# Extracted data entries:
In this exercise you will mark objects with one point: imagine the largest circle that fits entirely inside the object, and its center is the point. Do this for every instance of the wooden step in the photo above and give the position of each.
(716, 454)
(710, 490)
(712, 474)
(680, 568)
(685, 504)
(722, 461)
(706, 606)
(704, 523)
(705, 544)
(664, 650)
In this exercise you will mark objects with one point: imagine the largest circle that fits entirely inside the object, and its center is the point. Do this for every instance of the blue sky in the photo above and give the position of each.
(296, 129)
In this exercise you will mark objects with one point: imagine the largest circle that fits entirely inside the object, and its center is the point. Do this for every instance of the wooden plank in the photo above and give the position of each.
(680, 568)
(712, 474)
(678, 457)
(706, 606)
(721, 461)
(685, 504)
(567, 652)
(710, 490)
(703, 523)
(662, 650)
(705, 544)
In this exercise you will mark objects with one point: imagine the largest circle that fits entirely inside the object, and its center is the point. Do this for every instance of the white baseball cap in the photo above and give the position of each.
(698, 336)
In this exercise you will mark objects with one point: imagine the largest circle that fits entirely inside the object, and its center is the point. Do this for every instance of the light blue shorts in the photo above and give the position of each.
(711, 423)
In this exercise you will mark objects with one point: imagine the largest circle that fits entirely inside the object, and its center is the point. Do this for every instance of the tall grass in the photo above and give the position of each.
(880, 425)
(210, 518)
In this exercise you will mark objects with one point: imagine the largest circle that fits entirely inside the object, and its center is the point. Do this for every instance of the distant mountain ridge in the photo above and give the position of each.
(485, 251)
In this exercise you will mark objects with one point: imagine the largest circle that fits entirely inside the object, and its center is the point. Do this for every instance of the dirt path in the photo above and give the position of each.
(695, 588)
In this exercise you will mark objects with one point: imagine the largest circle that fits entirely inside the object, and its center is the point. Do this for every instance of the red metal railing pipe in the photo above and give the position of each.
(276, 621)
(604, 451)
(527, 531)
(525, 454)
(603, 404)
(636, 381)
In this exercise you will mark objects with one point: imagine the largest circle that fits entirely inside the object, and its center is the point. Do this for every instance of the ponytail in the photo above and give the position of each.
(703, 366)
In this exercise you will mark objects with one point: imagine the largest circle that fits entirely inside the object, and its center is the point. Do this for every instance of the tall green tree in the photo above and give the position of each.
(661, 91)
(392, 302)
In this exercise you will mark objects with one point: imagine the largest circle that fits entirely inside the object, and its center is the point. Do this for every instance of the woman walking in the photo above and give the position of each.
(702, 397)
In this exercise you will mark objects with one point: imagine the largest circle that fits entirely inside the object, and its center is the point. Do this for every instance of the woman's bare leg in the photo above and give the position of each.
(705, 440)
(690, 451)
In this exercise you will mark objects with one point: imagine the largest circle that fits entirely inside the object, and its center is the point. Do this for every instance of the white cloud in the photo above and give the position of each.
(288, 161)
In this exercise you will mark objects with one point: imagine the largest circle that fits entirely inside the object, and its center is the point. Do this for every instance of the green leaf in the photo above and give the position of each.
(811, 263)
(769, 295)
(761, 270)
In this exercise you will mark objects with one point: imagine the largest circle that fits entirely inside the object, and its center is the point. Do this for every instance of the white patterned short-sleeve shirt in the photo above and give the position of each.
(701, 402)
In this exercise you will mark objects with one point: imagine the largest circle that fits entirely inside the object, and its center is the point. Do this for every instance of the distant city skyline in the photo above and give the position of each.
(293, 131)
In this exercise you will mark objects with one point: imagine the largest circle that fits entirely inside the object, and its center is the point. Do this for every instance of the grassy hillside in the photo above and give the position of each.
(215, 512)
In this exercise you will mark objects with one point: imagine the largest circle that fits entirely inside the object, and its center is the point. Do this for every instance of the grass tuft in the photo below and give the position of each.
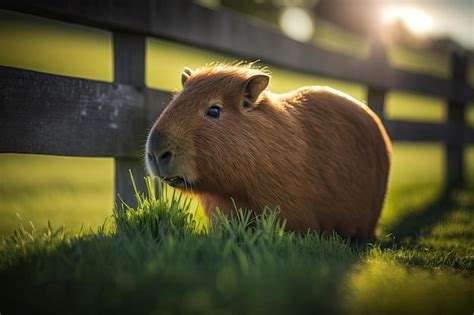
(156, 258)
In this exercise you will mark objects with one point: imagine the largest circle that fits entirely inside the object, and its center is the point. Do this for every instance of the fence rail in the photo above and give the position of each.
(51, 114)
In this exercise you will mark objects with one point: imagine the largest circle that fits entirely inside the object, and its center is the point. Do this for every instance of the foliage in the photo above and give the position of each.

# PROBLEM TO WORK ON:
Quote the data above in full and without alteration; skip the pictures.

# CORRECT RESPONSE:
In this exercise you will mark objects with one point: imagine the largest circle that fits entirely inside the object, and its center is the point. Do this for every instance of the wooden step in the photo above and give the position of each.
(716, 454)
(710, 490)
(712, 474)
(680, 568)
(685, 504)
(722, 461)
(706, 606)
(704, 523)
(705, 544)
(664, 650)
In this exercise you will mark objects with one point: imagine the largest circle that fits entirely inside the object, and its center is the point. Do this for every instance of the blue sky in the photo above and give the position of each.
(296, 129)
In this exercise you will mark objects with one point: imagine the largest circle that fits entirely inside the object, and its center is the point. Do this for every instance of the wooden plank in the photo above and give the position of each.
(680, 568)
(712, 474)
(678, 457)
(706, 606)
(721, 461)
(685, 504)
(567, 652)
(710, 490)
(703, 523)
(662, 650)
(705, 544)
In this exercise you will mark objects with one point: imagine the largest circle that fits entirely inside the object, and its center is the point. Do this for every instance of the white baseball cap in the photo above and give the position of each.
(698, 336)
In this exercise you will mark objects with one point: imagine the largest circle that fits entirely inside the object, and its center is the point. Do this for every instance of the light blue shorts in the photo above and give the position of each.
(711, 423)
In this exercise you will mark objects with one point: imagine the largest circle that fits entirely inside the object, and its center is the point. Do this for every instance of the tall grass in the photo above and give the position of each.
(880, 425)
(210, 518)
In this exercise you will mark objects with one point: imagine the largest circle that fits entirely inside the object, and its center is the point. Do this for every instance of the distant mountain ridge in the photo above and give the position of each.
(485, 251)
In this exercise you will mark objects with one point: imagine the largest circle that fits entirely inside the object, and its center is the point. Do this for every instance of the dirt path in the photo above and give the position of each.
(695, 588)
In this exercise you will mark objects with one point: imagine the largest circle that fits entirely inside the object, and its center is the point. Do this for every instance of the red metal railing pipe in the photo above and give the position of each.
(276, 621)
(604, 451)
(527, 531)
(525, 454)
(603, 404)
(636, 381)
In this exercise you will mark objects with one point: imagine the largest circle that fits entirely inside the object, and its center is the point. Do this for every instance of the ponytail in the photo above and give the position of each.
(703, 366)
In this exercise you will mark objects with one point: imagine the largest circle that fits entirely inside the object, and its center is the point. Do this for every instance of the tall green tree in the photo above and give the position of each.
(661, 91)
(392, 302)
In this exercise you will mark objects with one point: imagine the largest circle that fits entirely inside the object, and its center is the point. Do this for every instance of the woman walking in the photo above and give the position of each.
(702, 397)
In this exercise you will mark objects with one point: imagine the largest circle that fits entirely inside the object, and its center is the point. Do this for every instance of the woman's bare leg in the photo above and give the position of each.
(705, 440)
(690, 451)
In this exercise you will mark objects with one point: imagine the largest circle that fits entirely inside the object, and its center is the point. Do this for every instance of the white cloud in the photo above and give the position of each.
(288, 161)
In this exercise you will mark objects with one point: imagine the largest circle that fits entirely inside the object, and its center is the point. Do this for every instance of the green leaf in the photo above and give the position of each.
(811, 263)
(769, 295)
(761, 270)
In this exercise you will mark objects with one point: imagine the largest circle that fits entirely inside the object, and its center is the point. Do this for every instance of the white patterned short-sleeve shirt in the photo above and give the position of each.
(701, 402)
In this exercise you will mark objects with one point: imagine the largest circle that fits entirely inside the object, and its center is the point. Do this for every instance of the distant city skyline in the photo above and give the position of each.
(293, 131)
In this exercise you will mark objects with one point: imagine the largest circle that fits entirely inside the object, and its center is the point. Do this for every instance of the grassy hillside in the photo above and give the position of each.
(215, 512)
In this exercise you will mark objects with one point: imagine the largest circle that fits entirely inside the object, and its center is the point. Do this for every instance of the grass tuft in the photo below and give the position of each.
(156, 258)
In this exercise you will mark objects with one point: imagine the largest circle that fits entirely inside the object, and its center is the point. Do this for every instance of the fence rail in the photo above and give the position of each.
(51, 114)
In this exercise you will mark objects with one point: imagine the largest circle that fits entirely inside the object, and its center is the point. Do this for every instance of the foliage in the photo above and give the position of each.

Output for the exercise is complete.